*Work task*: Look for "of the parked" in the records below, then copy that line and every line after it, exactly and with nothing added.
++++++++
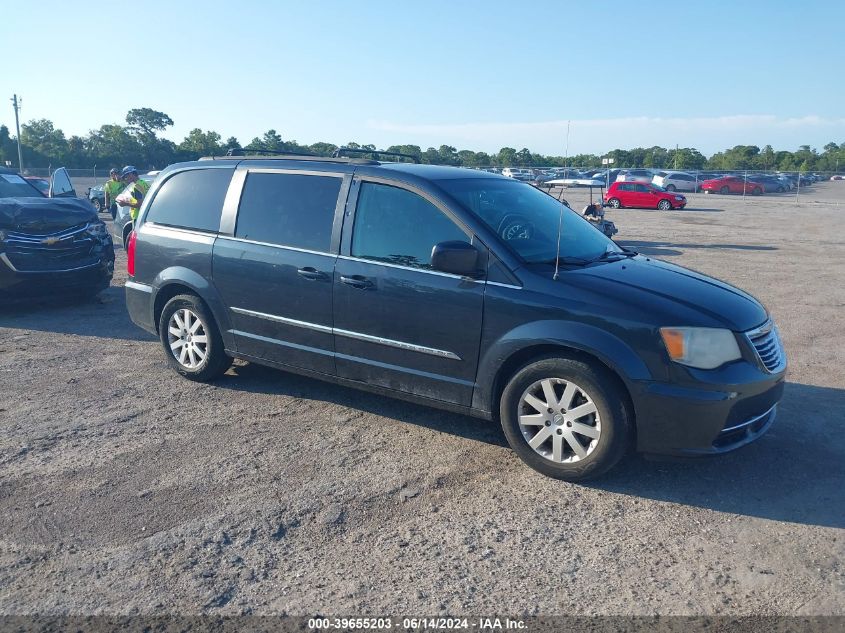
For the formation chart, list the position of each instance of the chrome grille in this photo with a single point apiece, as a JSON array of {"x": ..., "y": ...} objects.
[
  {"x": 63, "y": 250},
  {"x": 767, "y": 344}
]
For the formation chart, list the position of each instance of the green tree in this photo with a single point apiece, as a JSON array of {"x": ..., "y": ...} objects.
[
  {"x": 147, "y": 121},
  {"x": 322, "y": 149},
  {"x": 506, "y": 157},
  {"x": 41, "y": 142},
  {"x": 199, "y": 143}
]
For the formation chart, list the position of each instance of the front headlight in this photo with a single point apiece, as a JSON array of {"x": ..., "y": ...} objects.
[{"x": 701, "y": 347}]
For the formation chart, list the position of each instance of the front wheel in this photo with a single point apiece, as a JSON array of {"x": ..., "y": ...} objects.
[
  {"x": 192, "y": 344},
  {"x": 565, "y": 418}
]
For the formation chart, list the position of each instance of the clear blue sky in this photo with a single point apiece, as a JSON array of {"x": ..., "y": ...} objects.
[{"x": 476, "y": 75}]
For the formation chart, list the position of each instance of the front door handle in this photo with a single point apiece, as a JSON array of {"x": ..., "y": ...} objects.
[
  {"x": 356, "y": 281},
  {"x": 311, "y": 273}
]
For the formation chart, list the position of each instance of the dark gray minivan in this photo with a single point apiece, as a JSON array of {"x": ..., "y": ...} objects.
[{"x": 454, "y": 288}]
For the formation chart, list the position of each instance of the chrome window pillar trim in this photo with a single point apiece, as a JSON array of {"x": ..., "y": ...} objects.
[
  {"x": 164, "y": 230},
  {"x": 6, "y": 261},
  {"x": 243, "y": 240},
  {"x": 419, "y": 270},
  {"x": 422, "y": 349},
  {"x": 134, "y": 285},
  {"x": 502, "y": 285}
]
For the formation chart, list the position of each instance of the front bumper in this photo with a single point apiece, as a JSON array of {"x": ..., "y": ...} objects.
[
  {"x": 31, "y": 285},
  {"x": 689, "y": 421}
]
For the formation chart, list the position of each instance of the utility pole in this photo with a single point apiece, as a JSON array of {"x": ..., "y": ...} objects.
[
  {"x": 566, "y": 154},
  {"x": 17, "y": 104}
]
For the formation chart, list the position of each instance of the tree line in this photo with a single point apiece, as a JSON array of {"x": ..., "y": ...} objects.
[{"x": 139, "y": 142}]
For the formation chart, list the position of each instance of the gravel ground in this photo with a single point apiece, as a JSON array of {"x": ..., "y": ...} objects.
[{"x": 126, "y": 489}]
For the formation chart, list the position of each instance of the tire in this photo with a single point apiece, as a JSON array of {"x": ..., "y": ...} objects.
[
  {"x": 201, "y": 360},
  {"x": 605, "y": 421}
]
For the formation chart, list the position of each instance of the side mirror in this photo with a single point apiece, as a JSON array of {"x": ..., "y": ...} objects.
[{"x": 458, "y": 258}]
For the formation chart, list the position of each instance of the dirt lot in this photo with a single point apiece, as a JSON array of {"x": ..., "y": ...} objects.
[{"x": 126, "y": 489}]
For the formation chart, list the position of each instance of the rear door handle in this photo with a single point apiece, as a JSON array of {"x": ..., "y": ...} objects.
[
  {"x": 356, "y": 281},
  {"x": 311, "y": 273}
]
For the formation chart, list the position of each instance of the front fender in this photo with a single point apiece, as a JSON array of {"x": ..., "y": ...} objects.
[
  {"x": 200, "y": 286},
  {"x": 599, "y": 343}
]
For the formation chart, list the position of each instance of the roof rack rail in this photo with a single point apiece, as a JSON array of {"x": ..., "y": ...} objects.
[
  {"x": 338, "y": 153},
  {"x": 239, "y": 151}
]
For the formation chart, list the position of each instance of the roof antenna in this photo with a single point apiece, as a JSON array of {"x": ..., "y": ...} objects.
[{"x": 559, "y": 231}]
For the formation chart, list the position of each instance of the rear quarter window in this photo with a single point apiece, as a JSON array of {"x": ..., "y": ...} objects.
[
  {"x": 191, "y": 199},
  {"x": 288, "y": 209}
]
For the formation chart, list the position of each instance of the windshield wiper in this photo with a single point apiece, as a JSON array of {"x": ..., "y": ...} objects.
[
  {"x": 624, "y": 253},
  {"x": 567, "y": 260}
]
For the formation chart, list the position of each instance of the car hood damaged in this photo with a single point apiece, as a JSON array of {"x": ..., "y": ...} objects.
[{"x": 37, "y": 216}]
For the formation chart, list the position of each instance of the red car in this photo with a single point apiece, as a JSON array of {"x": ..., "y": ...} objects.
[
  {"x": 643, "y": 195},
  {"x": 732, "y": 184}
]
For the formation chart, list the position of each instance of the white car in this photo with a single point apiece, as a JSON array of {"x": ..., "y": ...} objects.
[{"x": 677, "y": 181}]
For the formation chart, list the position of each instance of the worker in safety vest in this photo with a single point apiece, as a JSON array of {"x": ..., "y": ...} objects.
[
  {"x": 114, "y": 185},
  {"x": 138, "y": 191}
]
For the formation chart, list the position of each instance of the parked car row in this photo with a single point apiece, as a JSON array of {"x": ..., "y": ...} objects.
[{"x": 671, "y": 180}]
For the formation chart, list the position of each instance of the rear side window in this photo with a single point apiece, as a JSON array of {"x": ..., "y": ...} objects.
++++++++
*Worked solution*:
For the formation chart, list the position of each instance of the parked car row in this photo with a single point apiece, as a JSON array of {"x": ..., "y": ...} objects.
[{"x": 671, "y": 180}]
For the formation chart, list the position of each instance of the rear side window in this photo with a single point apiece, as a JSON array of {"x": ..., "y": ...} objects.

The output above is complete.